TASK STATEMENT
Transcribe the whole listing exactly, but do not carry over its pictures.
───── DATA FOR THE TASK
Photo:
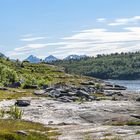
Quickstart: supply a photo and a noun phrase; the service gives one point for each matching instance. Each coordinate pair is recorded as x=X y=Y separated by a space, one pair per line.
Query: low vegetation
x=113 y=66
x=29 y=74
x=24 y=130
──────────
SOLVED PROBLEM
Photo:
Quickstart: supply a photo and a noun phrase; the service gives one point for each matching instance. Each coordinate pair is recorded as x=X y=Y separated by a space, one pair per line.
Query: low vegetation
x=113 y=66
x=29 y=74
x=24 y=130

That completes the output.